Prompt: Type out the entries below again, character for character.

Entries provided:
........

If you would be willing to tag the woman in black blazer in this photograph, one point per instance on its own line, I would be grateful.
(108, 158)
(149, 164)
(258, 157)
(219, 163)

........

Solution:
If you would be willing to tag the woman in black blazer in this photograph, one point per instance on its own line, I would be grateful.
(108, 158)
(149, 164)
(258, 157)
(219, 163)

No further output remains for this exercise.